作業指示 1
次の(a)〜(c)の記述が経口補水液の文章の内容と合うかどうかを判定せよ。それぞれ「はい」か「いいえ」で答え、判断の決め手となる本文の語句をそのまま引用すること。(a) 経口補水液はスポーツドリンクより糖濃度が低い。(b) 健康な人も日頃から経口補水液を飲むべきだとされている。(c) 経口補水液は重度の脱水でも点滴と同程度の効果があるとされている。
作業指示 2
経口補水液の文章のうち、「掘り下げればもう少し詳しくお」から「飲む点滴とも言われています。」までを、その両端の語句も含めて一字一句変えずに引用せよ。

原文
少し前に胃腸炎のブログで経口補水液について少し書きました。

掘り下げればもう少し詳しくお伝えできるのではないかと思い、今回経口補水液について書いてみます。

内容が重なっているところもあるかと思いますが、ご了承ください。

 

経口補水液とは?

ナトリウムなどの電解質とブドウ糖などの糖分をバランス良く混合した飲料で、脱水症のための食事療法に用いる飲料液のことです。体液とほぼ同じ浸透圧のため、吸収率や吸収速度が高く飲む点滴とも言われています。

市販のものだとオーエスワン(大塚製薬)、オーエスワンゼリー(大塚製薬)、アクアサポート(明治)、アクアソリタ(味の素)などがあります。

 

スポーツドリンクとの違いは?

経口補水液のほうが電解質の濃度が高く、電解質の吸収を良くするために糖濃度が低い組成になっています。

具体的に100mlあたりの量を下記に示します。

 

 

ナトリウム

カリウム

クロール

ブドウ糖

オーエスワン

115mg

78mg

117mg

1.8g

とあるスポーツドリンク

40mg

8mg

0mg

4.7g(*炭水化物として)

*商品によって糖質(ブドウ糖)ではなく炭水化物の表記が使われることがあります。炭水化物は糖質と食物繊維の総称です

**表は100mlあたりの量です

 

どのような時に飲むの?

胃腸炎による下痢や発熱などを原因とした軽度から中等度の脱水症の際に飲みます。

また、脱水を伴う熱中症の際にも飲めます。水分摂取や食事摂取が十分できている健康な方は飲まなくて大丈夫ですよ。

 

どこで売っているの?

ドラッグストア、薬局、薬局併設のコンビニや病院内のコンビニで売っています。

 

効果ってどのくらいあるの?

重度の脱水がなければ点滴と同じ程度の効果があると言われています。さらに安全性も点滴よりいいという報告があります。

 

デメリットってあるの?

脱水症状のある人が飲むにはデメリットはありません。しかし健康な方が大量にのんでしまうとナトリウムの過剰摂取になる可能性があります。

 

どんな味がする?

塩分濃度が高く糖分は抑えられているのでしょっぱい感じがすると思います。

提供記録
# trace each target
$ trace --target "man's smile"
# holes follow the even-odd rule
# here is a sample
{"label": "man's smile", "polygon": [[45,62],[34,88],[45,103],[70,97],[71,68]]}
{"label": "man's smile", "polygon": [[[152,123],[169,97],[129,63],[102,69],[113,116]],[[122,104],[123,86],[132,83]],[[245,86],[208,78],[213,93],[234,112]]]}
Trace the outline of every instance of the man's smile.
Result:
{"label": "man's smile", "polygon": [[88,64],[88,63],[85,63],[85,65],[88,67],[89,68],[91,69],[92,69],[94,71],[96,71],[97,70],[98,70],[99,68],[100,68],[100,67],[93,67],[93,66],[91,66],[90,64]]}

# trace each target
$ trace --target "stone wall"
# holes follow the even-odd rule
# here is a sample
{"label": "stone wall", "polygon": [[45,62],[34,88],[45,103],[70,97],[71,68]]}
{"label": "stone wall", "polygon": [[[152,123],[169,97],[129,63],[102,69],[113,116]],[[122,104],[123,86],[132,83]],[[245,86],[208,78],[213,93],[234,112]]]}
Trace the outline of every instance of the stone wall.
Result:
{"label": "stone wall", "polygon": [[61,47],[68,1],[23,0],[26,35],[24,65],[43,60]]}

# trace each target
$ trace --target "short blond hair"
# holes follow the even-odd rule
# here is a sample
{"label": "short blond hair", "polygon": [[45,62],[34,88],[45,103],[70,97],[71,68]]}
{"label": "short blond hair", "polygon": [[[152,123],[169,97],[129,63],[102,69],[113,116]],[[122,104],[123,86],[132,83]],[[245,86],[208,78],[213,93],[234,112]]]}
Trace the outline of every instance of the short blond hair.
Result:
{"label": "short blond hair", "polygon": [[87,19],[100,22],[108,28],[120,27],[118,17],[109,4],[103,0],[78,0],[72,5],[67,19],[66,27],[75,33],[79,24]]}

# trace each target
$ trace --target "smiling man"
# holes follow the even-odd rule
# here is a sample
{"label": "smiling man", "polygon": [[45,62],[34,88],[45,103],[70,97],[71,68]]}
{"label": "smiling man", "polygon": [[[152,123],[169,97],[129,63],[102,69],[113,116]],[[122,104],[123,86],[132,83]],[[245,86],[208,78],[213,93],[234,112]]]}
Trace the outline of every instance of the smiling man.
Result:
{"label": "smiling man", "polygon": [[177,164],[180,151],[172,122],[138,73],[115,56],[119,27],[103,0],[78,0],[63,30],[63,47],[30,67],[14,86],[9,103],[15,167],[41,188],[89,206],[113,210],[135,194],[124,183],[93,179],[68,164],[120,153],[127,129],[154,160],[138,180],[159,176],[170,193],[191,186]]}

回答 1
(a) はい。「経口補水液のほうが電解質の濃度が高く、電解質の吸収を良くするために糖濃度が低い組成になっています。」
(b) いいえ。「水分摂取や食事摂取が十分できている健康な方は飲まなくて大丈夫ですよ。」
(c) いいえ。「重度の脱水がなければ点滴と同じ程度の効果があると言われています。」

回答 2
掘り下げればもう少し詳しくお伝えできるのではないかと思い、今回経口補水液について書いてみます。

内容が重なっているところもあるかと思いますが、ご了承ください。

 

経口補水液とは?

ナトリウムなどの電解質とブドウ糖などの糖分をバランス良く混合した飲料で、脱水症のための食事療法に用いる飲料液のことです。体液とほぼ同じ浸透圧のため、吸収率や吸収速度が高く飲む点滴とも言われています。